__INPUT FOR THIS TASK__.
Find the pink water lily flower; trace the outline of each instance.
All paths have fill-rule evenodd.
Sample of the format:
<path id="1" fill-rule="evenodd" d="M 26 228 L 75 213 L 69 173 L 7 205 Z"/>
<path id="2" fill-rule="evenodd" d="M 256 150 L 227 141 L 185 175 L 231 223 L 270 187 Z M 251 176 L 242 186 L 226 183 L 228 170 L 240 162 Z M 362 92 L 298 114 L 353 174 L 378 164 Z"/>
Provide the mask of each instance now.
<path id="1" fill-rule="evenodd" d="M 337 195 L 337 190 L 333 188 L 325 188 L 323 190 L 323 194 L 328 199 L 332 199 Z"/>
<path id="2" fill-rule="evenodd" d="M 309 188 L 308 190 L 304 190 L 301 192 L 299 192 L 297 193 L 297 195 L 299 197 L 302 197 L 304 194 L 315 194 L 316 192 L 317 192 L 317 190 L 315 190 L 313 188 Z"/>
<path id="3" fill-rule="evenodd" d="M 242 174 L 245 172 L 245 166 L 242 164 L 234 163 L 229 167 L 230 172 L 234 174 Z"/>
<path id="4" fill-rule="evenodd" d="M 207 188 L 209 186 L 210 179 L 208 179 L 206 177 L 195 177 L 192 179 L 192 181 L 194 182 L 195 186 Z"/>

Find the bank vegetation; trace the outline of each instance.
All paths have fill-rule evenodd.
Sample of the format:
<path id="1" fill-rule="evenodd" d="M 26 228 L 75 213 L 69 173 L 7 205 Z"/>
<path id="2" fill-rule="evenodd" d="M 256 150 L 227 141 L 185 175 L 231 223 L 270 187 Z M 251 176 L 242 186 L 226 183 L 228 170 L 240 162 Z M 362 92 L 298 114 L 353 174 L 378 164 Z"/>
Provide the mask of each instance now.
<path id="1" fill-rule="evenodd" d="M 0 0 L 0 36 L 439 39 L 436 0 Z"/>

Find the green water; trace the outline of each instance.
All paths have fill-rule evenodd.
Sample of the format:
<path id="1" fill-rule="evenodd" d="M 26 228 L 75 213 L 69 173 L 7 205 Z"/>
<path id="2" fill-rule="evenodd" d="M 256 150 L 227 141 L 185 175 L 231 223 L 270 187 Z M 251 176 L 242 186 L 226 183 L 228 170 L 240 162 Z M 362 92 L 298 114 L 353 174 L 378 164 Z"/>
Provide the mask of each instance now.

__REQUEST__.
Reproduce all of the data above line for line, changing nothing.

__COMPLETE ANSWER__.
Find the pink water lily flower; trace the outline of each instance.
All paths have fill-rule evenodd.
Sample of the format:
<path id="1" fill-rule="evenodd" d="M 26 228 L 75 213 L 69 173 L 7 205 Z"/>
<path id="2" fill-rule="evenodd" d="M 256 150 L 227 141 L 185 175 L 231 223 L 270 187 Z M 251 176 L 242 186 L 226 183 L 228 170 L 240 162 Z M 362 92 L 298 114 L 353 174 L 378 164 Z"/>
Provide the mask of each instance now.
<path id="1" fill-rule="evenodd" d="M 337 195 L 337 190 L 333 188 L 325 188 L 323 190 L 323 194 L 328 199 L 332 199 Z"/>
<path id="2" fill-rule="evenodd" d="M 309 188 L 308 190 L 304 190 L 301 192 L 299 192 L 297 193 L 297 195 L 299 197 L 302 197 L 304 194 L 315 194 L 316 192 L 317 192 L 317 190 L 315 190 L 313 188 Z"/>
<path id="3" fill-rule="evenodd" d="M 242 174 L 245 172 L 245 166 L 242 164 L 234 163 L 229 167 L 230 172 L 234 174 Z"/>
<path id="4" fill-rule="evenodd" d="M 207 188 L 209 186 L 210 179 L 208 179 L 206 177 L 195 177 L 192 179 L 192 181 L 194 182 L 195 186 Z"/>

Find the bank vegetation; trace the outline of each instance.
All paths have fill-rule evenodd.
Sample of the format:
<path id="1" fill-rule="evenodd" d="M 26 228 L 75 213 L 69 173 L 7 205 Z"/>
<path id="2" fill-rule="evenodd" d="M 256 150 L 227 141 L 185 175 L 231 223 L 270 187 Z M 251 176 L 242 186 L 226 183 L 228 170 L 240 162 Z M 362 92 L 298 114 L 353 174 L 378 164 Z"/>
Provide the mask of each instance now.
<path id="1" fill-rule="evenodd" d="M 0 0 L 0 36 L 439 39 L 436 0 Z"/>

Find the green water; trace the outline of each instance.
All paths have fill-rule evenodd.
Sample of the format:
<path id="1" fill-rule="evenodd" d="M 26 228 L 75 213 L 69 173 L 7 205 Z"/>
<path id="2" fill-rule="evenodd" d="M 256 150 L 227 141 L 185 175 L 231 223 L 270 187 Z M 251 176 L 242 186 L 226 183 L 228 170 L 240 162 Z M 362 92 L 298 114 L 353 174 L 378 164 Z"/>
Provide the mask of each instance now.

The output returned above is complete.